What you have to do: Reproduce the listing lines between the line holding "target: snow-covered ground" and the line holding "216L2 279L0 399L298", inclusive, with "snow-covered ground" changed to "snowy ground" and nothing else altered.

Record set:
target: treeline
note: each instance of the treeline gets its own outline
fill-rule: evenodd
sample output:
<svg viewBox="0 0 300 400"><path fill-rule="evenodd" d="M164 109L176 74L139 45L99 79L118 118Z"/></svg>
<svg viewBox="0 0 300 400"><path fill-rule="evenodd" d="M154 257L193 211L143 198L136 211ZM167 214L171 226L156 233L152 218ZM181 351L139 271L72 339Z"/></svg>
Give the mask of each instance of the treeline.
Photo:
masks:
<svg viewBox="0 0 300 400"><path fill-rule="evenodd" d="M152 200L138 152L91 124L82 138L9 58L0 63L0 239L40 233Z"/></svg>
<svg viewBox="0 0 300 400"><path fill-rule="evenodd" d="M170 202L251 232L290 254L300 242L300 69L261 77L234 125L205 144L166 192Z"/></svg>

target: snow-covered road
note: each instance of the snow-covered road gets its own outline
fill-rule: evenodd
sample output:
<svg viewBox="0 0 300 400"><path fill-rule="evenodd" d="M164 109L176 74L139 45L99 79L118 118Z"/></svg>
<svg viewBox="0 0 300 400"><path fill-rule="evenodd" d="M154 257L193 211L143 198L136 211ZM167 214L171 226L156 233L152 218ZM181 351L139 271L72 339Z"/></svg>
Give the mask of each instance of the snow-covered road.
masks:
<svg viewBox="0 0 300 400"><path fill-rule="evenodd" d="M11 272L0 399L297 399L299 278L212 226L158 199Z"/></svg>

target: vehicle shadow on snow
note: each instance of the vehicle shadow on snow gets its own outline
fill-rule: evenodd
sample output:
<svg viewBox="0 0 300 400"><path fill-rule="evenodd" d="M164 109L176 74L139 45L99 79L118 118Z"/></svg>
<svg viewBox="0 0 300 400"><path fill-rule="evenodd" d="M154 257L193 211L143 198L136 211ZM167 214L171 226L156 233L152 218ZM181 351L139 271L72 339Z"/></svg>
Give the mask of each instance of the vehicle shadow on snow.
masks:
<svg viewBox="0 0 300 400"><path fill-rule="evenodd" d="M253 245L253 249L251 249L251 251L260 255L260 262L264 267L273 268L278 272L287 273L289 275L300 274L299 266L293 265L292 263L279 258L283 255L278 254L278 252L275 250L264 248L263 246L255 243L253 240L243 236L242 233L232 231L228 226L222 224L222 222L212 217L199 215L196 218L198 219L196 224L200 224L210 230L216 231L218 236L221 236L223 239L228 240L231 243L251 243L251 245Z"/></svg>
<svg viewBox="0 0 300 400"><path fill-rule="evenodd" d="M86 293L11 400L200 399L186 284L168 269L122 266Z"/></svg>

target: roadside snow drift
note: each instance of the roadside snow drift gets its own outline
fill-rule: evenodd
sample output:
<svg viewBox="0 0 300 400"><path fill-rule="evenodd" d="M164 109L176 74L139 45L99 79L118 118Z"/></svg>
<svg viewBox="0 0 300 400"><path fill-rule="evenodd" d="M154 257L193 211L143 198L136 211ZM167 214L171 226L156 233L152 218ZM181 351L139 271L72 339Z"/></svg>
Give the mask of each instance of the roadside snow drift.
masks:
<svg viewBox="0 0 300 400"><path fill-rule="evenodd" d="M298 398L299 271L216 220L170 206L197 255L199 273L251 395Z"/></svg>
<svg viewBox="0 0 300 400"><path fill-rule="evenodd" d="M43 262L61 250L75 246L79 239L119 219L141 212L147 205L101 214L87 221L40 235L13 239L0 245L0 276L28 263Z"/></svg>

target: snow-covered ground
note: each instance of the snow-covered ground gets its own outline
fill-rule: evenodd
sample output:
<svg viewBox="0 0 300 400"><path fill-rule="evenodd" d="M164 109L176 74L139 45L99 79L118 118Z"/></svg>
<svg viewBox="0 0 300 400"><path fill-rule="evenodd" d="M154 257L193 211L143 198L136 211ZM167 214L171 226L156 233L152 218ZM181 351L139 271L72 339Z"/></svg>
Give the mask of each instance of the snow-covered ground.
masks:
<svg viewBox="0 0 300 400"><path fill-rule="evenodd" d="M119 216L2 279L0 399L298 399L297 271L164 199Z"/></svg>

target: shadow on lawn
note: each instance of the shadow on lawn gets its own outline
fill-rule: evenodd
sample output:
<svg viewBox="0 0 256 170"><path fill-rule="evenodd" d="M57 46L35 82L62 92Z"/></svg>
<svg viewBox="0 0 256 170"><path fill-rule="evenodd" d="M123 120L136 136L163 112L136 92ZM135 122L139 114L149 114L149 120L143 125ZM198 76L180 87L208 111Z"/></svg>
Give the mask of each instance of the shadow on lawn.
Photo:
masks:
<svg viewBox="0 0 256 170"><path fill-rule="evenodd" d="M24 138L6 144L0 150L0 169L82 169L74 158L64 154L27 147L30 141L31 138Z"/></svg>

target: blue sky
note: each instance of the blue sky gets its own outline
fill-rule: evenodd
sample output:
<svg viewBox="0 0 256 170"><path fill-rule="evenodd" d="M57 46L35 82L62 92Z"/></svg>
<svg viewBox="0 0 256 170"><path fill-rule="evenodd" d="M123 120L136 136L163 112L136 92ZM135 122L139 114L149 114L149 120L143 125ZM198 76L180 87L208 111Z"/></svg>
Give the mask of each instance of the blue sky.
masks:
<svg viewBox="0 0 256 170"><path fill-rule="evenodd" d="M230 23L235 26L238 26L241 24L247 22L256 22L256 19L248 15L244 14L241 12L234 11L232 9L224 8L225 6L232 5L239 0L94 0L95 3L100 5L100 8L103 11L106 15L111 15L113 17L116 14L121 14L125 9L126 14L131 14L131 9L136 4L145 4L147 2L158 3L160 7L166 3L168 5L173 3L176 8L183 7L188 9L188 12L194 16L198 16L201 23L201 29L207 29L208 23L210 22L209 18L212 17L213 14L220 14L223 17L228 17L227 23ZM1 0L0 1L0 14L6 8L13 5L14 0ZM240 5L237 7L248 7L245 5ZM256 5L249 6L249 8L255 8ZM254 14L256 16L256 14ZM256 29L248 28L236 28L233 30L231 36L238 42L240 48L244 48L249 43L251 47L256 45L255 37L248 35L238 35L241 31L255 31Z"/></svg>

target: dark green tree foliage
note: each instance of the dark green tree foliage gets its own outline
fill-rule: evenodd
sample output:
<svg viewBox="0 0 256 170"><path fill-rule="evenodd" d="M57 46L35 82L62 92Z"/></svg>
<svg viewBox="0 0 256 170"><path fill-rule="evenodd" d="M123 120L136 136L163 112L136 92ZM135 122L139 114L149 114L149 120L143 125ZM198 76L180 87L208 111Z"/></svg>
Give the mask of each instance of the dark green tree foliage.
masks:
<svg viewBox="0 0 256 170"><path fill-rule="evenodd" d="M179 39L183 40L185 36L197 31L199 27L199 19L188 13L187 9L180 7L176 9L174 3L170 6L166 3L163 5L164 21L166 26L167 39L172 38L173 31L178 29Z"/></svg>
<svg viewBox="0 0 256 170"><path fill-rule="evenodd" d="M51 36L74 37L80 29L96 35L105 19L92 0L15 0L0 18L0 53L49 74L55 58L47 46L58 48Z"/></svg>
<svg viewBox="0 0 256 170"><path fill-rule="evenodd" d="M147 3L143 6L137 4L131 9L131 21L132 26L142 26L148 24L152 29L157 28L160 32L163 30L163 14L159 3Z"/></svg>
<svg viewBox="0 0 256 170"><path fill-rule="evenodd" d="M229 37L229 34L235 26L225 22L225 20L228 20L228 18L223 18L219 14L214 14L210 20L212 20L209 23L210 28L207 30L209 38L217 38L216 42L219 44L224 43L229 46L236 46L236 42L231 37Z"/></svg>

--

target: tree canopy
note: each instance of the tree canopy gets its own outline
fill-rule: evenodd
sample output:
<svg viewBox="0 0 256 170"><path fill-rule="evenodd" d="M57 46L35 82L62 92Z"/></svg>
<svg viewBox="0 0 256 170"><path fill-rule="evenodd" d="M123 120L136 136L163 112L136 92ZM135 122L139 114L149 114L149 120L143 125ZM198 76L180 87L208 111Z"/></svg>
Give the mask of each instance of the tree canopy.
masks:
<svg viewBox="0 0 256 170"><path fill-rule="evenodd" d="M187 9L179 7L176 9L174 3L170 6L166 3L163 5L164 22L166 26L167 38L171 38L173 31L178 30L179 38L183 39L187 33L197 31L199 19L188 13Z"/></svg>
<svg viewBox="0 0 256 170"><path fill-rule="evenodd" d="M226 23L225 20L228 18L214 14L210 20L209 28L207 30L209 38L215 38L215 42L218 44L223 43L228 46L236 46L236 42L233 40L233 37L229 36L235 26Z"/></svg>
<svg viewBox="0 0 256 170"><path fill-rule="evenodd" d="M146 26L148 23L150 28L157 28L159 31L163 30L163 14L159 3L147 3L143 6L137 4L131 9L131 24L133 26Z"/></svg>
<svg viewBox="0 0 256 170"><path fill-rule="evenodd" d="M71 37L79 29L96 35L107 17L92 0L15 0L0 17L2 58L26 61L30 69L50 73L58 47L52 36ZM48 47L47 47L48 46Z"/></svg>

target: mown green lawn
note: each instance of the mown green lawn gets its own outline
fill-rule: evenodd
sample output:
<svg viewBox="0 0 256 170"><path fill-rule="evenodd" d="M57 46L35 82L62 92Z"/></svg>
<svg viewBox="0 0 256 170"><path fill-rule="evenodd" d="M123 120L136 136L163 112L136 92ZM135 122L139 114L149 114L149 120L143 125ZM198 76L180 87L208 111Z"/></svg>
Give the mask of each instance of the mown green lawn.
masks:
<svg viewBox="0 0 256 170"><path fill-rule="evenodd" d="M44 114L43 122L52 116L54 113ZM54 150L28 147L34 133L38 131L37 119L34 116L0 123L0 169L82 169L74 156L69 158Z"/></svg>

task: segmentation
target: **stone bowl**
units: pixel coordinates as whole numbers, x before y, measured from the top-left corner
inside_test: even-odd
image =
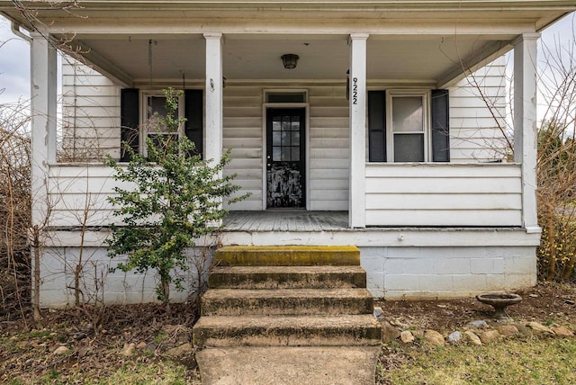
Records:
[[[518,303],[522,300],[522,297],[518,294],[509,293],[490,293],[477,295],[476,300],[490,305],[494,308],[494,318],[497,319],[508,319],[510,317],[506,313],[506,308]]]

Correct answer:
target: snowy ground
note: each instance of the snowy ground gets its own outline
fill-rule: evenodd
sample output:
<svg viewBox="0 0 300 400"><path fill-rule="evenodd" d="M164 109L176 74L139 45L99 79L118 118Z"/></svg>
<svg viewBox="0 0 300 400"><path fill-rule="evenodd" d="M154 257L193 211L143 198L136 211ZM167 214L171 226L156 233L152 218ZM181 351L139 271L72 339Z"/></svg>
Give the mask of each instance of the snowy ground.
masks:
<svg viewBox="0 0 300 400"><path fill-rule="evenodd" d="M119 216L2 279L0 399L298 399L297 271L164 199Z"/></svg>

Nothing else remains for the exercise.